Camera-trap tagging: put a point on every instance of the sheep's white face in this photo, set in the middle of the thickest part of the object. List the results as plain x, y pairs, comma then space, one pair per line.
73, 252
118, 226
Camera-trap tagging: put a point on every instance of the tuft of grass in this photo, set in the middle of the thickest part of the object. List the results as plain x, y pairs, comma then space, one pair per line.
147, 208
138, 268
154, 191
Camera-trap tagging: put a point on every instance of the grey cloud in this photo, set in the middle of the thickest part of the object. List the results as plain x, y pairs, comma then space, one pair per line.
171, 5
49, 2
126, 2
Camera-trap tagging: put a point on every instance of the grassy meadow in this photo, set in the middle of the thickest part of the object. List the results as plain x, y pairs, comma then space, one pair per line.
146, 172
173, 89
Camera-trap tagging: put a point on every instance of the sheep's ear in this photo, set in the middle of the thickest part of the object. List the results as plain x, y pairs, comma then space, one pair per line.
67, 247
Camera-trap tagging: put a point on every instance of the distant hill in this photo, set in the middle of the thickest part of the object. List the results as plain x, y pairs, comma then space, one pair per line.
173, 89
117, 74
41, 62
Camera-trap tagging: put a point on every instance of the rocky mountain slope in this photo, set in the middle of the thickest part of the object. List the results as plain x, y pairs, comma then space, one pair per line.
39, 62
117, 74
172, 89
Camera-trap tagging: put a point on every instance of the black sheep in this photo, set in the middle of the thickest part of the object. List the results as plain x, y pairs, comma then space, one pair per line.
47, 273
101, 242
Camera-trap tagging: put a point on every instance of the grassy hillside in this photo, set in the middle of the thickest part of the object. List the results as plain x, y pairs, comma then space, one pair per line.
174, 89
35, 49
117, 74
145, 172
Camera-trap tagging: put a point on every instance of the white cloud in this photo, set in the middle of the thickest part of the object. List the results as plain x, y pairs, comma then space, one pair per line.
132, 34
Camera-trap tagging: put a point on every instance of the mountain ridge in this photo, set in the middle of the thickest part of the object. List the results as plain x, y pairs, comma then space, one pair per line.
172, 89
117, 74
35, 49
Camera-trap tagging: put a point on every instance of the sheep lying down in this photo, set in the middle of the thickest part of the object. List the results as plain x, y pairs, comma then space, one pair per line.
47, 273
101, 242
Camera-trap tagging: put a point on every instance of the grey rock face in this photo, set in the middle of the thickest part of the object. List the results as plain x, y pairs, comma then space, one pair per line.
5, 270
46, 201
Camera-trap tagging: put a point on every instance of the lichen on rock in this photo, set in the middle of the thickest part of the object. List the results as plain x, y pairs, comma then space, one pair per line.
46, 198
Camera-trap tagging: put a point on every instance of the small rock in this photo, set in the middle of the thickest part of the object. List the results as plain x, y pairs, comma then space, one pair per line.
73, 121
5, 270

* * *

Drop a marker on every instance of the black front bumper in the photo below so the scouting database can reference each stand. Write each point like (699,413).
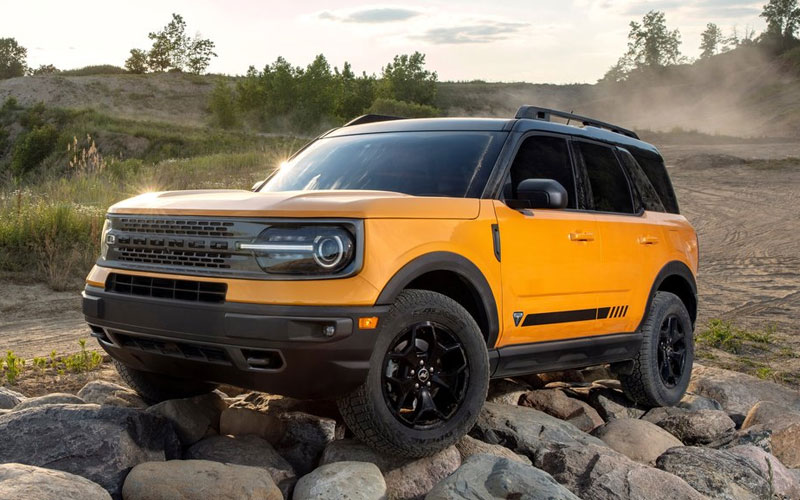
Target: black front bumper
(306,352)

### PROMPT
Please filter the material above down to the lines containing the word "mountain", and copy each of those lines in full.

### RESULT OF THE TASK
Camera-trap tagging: put a point on every instance of the rocky mountain slope in this photo, set in the middle of the thickest part of the object. List the results as plain x, y pairs, comma then space, one pair per line.
Camera-trap tagging: put a point on every instance of the mountain ridge in this photo, set in the middle of the thickest part of the object. List the results as plain x, y pairs, comma then space, one pair per line.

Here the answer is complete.